→ ИСХОДНЫЙ ТЕКСТ:
******
Алкуин-абитуриент. "Язык (анат.), мышечный вырост на дне ротовой полости у наземных позвоночных животных и человека";
"- естественный язык, важнейшее средство человеческого общения" ;
"- любая знаковая система..."
Пипин-экзаменатор. Что такое воздух?
Алкуин-абитуриент. "Воздух — смесь газов, из которых состоит атмосфера Земли..."
Пипин-экзаменатор. Что такое жизнь?
Алкуин-абитуриент. "Жизнь — одна из форм существования материи, закономерно возникающая при определенных условиях в процессе ее развития".
Пипин-экзаменатор. Что такое смерть?
Алкуин-абитуриент. "Смерть — прекращение жизнедеятельности организма, гибель его".
Пипин-экзаменатор. Что такое человек?
Алкуин-абитуриент. "Человек — высш. ступень живых организмов на Земле, субъект общественно-ист. деятельности и культуры".
Сравним эти две, разделенные двенадцатью столетиями, учительско-ученические ситуации.
Алкуин-абитуриент имеет надежную опору: знание "всех тех богатств, которые выработало человечество", а память его этими знаниями энциклопедически обогащена. Знание того, что спрашивает Пипин-экзаменатор, лишь потому знание, что: во-первых, причинно обусловлено знаниями смежных вещей; во-вторых, к ним сведено: язык сведен к общению и к знаковой системе; воздух — к смеси газов; смерть — к жизни (а жизнь, надо полагать, напротив, — к смерти, но также к материи и развитию); человек — ко всему вышеназванному, то есть к "общественно-ист. деятельности и культуре". Сведено — причинно обусловлено. И лишь потому это все и есть воспитывающе-научающее единое знание. Обо всем и на века, покуда новые успехи всесильной науки что-нибудь да не уточнят, оставив основу и метод в принципе теми же. Как будто целостное, связное знание.
******
→ МАТЕРИАЛ:

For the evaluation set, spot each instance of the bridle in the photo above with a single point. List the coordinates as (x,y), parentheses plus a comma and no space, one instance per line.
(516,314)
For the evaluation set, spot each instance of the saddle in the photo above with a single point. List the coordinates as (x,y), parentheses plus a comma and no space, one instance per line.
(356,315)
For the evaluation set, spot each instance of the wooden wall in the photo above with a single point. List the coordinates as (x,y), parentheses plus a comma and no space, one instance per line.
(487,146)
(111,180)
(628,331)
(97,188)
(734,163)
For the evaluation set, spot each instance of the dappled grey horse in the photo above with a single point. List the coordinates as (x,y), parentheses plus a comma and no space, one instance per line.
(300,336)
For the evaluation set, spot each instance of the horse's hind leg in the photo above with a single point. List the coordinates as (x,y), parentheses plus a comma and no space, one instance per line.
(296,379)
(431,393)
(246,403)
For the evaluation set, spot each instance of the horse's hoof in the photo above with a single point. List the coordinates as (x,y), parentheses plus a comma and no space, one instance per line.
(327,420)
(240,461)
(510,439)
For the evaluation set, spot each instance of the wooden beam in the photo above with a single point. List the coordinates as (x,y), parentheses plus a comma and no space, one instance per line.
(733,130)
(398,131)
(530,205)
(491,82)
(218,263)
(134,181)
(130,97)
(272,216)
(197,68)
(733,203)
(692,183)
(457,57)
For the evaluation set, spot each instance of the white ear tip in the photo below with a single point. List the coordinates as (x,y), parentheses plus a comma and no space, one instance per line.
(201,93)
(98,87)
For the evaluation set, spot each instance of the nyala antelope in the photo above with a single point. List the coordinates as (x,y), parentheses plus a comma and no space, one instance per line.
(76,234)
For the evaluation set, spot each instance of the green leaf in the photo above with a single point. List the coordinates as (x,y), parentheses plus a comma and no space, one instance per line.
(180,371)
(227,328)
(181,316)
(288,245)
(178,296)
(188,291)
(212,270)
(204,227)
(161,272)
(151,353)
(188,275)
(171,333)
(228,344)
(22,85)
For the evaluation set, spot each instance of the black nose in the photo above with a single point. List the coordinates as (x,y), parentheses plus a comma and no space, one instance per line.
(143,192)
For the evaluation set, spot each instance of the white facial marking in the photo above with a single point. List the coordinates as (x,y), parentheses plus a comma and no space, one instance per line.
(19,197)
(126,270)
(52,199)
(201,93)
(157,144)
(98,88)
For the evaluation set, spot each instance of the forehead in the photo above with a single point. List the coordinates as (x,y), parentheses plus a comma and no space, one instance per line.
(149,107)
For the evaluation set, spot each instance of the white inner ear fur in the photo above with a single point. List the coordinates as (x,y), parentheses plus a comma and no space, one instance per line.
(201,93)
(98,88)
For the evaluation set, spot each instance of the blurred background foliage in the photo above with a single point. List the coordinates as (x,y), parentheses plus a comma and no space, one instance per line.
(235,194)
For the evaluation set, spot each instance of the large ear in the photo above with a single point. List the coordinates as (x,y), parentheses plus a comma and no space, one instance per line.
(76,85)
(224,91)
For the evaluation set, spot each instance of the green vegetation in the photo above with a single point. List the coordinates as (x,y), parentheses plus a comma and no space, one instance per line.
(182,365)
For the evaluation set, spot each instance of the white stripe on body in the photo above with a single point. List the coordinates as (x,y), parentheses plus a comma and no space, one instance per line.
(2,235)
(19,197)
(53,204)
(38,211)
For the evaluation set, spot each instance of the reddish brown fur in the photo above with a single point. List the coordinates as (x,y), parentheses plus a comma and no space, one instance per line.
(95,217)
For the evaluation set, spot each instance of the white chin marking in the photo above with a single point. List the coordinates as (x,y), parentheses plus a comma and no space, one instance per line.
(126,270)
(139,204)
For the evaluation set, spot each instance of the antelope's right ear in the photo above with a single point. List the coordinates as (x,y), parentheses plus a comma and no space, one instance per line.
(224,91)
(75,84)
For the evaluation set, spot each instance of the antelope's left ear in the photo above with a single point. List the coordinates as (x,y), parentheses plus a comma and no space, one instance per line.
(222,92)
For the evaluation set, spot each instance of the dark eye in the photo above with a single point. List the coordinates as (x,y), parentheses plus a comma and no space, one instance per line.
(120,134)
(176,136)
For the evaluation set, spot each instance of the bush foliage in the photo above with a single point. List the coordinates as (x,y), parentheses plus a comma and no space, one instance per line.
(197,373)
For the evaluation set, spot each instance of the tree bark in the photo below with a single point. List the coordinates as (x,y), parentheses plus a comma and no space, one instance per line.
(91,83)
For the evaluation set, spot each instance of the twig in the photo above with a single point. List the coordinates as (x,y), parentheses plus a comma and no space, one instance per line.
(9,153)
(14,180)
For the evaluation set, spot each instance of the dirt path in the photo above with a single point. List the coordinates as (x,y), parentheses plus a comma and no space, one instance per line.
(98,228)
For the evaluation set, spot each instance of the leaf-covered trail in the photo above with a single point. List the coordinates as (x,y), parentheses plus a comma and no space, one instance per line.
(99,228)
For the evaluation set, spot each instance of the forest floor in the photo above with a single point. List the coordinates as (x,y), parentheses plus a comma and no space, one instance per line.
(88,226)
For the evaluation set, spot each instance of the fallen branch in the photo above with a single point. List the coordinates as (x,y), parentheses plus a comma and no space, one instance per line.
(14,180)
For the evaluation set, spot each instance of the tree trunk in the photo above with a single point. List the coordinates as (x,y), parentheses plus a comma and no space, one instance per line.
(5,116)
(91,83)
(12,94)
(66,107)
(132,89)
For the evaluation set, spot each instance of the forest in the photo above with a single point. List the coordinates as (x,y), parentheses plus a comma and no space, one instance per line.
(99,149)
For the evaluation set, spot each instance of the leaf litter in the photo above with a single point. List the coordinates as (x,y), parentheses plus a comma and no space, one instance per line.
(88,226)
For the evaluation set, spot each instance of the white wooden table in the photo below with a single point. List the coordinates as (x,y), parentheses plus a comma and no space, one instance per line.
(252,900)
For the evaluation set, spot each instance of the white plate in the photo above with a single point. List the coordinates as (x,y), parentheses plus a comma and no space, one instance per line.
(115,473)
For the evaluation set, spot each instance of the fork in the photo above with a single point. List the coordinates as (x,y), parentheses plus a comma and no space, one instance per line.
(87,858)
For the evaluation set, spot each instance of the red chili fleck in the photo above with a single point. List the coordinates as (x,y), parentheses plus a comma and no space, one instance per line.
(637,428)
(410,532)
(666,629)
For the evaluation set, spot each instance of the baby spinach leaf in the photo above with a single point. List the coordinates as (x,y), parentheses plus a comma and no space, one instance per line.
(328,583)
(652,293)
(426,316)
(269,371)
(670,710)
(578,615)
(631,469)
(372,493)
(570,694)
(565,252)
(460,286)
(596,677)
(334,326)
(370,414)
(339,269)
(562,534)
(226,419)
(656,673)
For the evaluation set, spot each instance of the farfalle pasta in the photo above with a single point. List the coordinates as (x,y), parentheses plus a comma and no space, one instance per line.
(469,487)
******
→ ЗАДАНИЯ:
- A) Ответьте по исходному тексту на вопросы:
(i) Как Алкуин-абитуриент определяет воздух?
(ii) Сколько столетий разделяют две учительско-ученические ситуации?
(iii) К чему, по тексту, сведена смерть?
- B) Перепишите из исходного текста отрывок, начиная со слов «Пипин-экзаменатор. Что такое воздух?» и заканчивая словами «столетиями, учительско-ученические ситуации.».

→ ОТВЕТЫ:
- A)
(i) Воздух — смесь газов, из которых состоит атмосфера Земли.
(ii) Двенадцать.
(iii) К жизни.

- B)
Пипин-экзаменатор. Что такое воздух?
Алкуин-абитуриент. "Воздух — смесь газов, из которых состоит атмосфера Земли..."
Пипин-экзаменатор. Что такое жизнь?
Алкуин-абитуриент. "Жизнь — одна из форм существования материи, закономерно возникающая при определенных условиях в процессе ее развития".
Пипин-экзаменатор. Что такое смерть?
Алкуин-абитуриент. "Смерть — прекращение жизнедеятельности организма, гибель его".
Пипин-экзаменатор. Что такое человек?
Алкуин-абитуриент. "Человек — высш. ступень живых организмов на Земле, субъект общественно-ист. деятельности и культуры".
Сравним эти две, разделенные двенадцатью столетиями, учительско-ученические ситуации.